### Work required
The expected answer is all of the entries, written out exactly.
[Working data]
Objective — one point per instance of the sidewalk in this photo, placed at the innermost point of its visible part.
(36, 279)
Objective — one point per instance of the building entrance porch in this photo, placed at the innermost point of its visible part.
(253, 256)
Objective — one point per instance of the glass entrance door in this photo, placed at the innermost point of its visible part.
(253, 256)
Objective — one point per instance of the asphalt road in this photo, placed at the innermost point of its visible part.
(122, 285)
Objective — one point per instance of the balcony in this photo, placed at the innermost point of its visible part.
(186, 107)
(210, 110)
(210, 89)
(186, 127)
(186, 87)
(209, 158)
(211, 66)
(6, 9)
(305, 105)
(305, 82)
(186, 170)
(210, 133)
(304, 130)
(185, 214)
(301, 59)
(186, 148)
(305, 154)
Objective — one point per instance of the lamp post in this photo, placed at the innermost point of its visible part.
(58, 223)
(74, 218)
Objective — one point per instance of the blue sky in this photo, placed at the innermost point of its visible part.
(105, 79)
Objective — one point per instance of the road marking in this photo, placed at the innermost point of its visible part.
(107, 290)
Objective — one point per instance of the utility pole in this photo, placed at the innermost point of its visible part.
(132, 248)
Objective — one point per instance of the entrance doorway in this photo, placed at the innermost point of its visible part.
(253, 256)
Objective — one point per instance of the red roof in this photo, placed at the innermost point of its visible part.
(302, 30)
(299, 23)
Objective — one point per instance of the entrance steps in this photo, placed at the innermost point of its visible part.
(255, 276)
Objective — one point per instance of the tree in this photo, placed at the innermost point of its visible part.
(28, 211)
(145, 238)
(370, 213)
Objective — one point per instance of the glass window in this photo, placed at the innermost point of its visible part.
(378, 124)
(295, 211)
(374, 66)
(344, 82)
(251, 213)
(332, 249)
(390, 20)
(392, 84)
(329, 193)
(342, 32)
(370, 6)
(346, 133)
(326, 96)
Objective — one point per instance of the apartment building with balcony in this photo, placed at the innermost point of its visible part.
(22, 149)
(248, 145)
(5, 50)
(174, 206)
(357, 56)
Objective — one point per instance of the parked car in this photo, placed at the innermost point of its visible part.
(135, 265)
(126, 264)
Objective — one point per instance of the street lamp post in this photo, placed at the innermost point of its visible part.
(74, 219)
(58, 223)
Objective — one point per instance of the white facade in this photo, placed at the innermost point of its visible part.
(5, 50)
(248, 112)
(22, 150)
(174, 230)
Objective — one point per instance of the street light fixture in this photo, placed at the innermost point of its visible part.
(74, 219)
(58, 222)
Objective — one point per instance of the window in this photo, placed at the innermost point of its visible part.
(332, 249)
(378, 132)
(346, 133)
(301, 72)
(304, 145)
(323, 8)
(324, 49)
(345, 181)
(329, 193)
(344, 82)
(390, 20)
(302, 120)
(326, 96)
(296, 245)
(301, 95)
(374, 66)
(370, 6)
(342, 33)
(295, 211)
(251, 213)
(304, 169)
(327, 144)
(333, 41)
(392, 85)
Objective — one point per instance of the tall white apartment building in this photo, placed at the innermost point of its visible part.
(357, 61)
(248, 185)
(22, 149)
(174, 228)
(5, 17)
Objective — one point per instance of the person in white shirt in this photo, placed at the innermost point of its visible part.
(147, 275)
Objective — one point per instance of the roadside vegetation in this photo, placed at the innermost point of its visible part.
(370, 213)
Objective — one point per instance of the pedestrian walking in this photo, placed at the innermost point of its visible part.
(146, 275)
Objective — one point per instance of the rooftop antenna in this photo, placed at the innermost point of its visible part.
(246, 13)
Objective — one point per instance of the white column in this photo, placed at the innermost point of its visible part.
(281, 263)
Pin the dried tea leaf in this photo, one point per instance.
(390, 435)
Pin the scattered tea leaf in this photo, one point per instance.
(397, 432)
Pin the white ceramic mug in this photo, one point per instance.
[/Working data]
### Answer to the exercise
Objective — one point per instance of the sidewalk in this photo, placed at the innermost point of its visible part.
(36, 279)
Objective — one point per instance of the building entrance porch in this photo, placed at the innermost point of its visible part.
(253, 256)
Objective — one point per instance of the glass entrance door in this photo, placed at the innermost point of its visible part.
(253, 256)
Objective — one point per instance of the asphalt road in this photo, placed at the innermost point of its visible part.
(122, 285)
Objective — one point per instance of the balcony in this photo, placed at the innermost point of its visible part.
(186, 107)
(210, 110)
(210, 89)
(186, 127)
(186, 87)
(209, 158)
(211, 66)
(6, 9)
(305, 105)
(305, 82)
(186, 170)
(210, 133)
(304, 130)
(185, 214)
(301, 59)
(186, 148)
(305, 154)
Objective — one point per instance of the lamp post in this photo, placed at the innermost point of its visible part.
(58, 223)
(74, 218)
Objective — one point per instance of the blue sky in this photo, placed at the innermost point of its visible part.
(105, 79)
Objective — one point per instance of the road marking in this photo, placed at the innermost point of its visible part.
(107, 290)
Objective — one point per instance of the utility pole in this photo, placed at the innermost point of its visible part.
(132, 248)
Objective — one point per instance of the entrance doorway in this photo, placed at the innermost point of its visible part.
(253, 256)
Objective — one point per instance of the red roof in this photo, placed at the innermost point of its visible part.
(302, 30)
(299, 23)
Objective — one point per instance of the entrance steps in this photo, placed at the innermost point of its visible part.
(255, 276)
Objective — one point per instance of the tree in this photo, placed at the innermost point of its visible part.
(28, 211)
(145, 238)
(370, 213)
Objective — one point per instance of the glass window in this photo, placed at the innermost point of its visible part.
(378, 124)
(295, 211)
(374, 66)
(344, 82)
(251, 213)
(332, 249)
(390, 20)
(392, 84)
(329, 193)
(342, 32)
(370, 6)
(346, 133)
(326, 96)
Objective — one point per instance of the apartment building with balcony in this photo, placed at the innermost point of its visible part.
(22, 149)
(248, 145)
(5, 50)
(174, 206)
(357, 56)
Objective — one point per instance of the parked car in this photo, placed at the innermost point of its visible part.
(135, 265)
(126, 264)
Objective — one point per instance of the street lamp post in this photo, placed at the innermost point of its visible part.
(74, 219)
(58, 223)
Objective — one point per instance of the white facade in this photo, placed at the innermost point of its visible part.
(5, 50)
(248, 112)
(22, 150)
(174, 230)
Objective — one point per instance of the street light fixture in this photo, placed at the innermost point of its visible part.
(74, 219)
(58, 222)
Objective — one point per instance of the window in this photo, placed at the innermost point of its visible part.
(332, 249)
(378, 132)
(346, 133)
(301, 72)
(304, 145)
(323, 8)
(324, 49)
(345, 181)
(329, 193)
(344, 82)
(390, 20)
(302, 120)
(326, 96)
(296, 245)
(301, 95)
(374, 66)
(370, 6)
(342, 33)
(295, 211)
(251, 213)
(304, 169)
(327, 144)
(333, 41)
(392, 85)
Objective — one point per instance of the tall white apartment building in this photo, placed at the innermost point of its visible part.
(357, 61)
(248, 185)
(22, 149)
(174, 228)
(5, 17)
Objective — one point per instance of the person in white shirt in this photo, placed at the innermost point of its visible part.
(147, 275)
Objective — one point per instance of the roadside vegetation in this photo, placed at the innermost point of its visible part.
(370, 213)
Objective — one point per instance of the pedestrian walking in this photo, placed at the innermost point of its visible part.
(146, 275)
Objective — one point per instance of the rooftop antenna in this photo, placed at the innermost point of its visible part.
(246, 13)
Objective — one point per instance of the white column in this photo, placed at the innermost point of its visible part.
(281, 263)
Pin the dried tea leaf in this photo, one point per instance.
(390, 435)
Pin the scattered tea leaf in this photo, one point per instance.
(397, 432)
Pin the white ceramic mug in this photo, one point per instance.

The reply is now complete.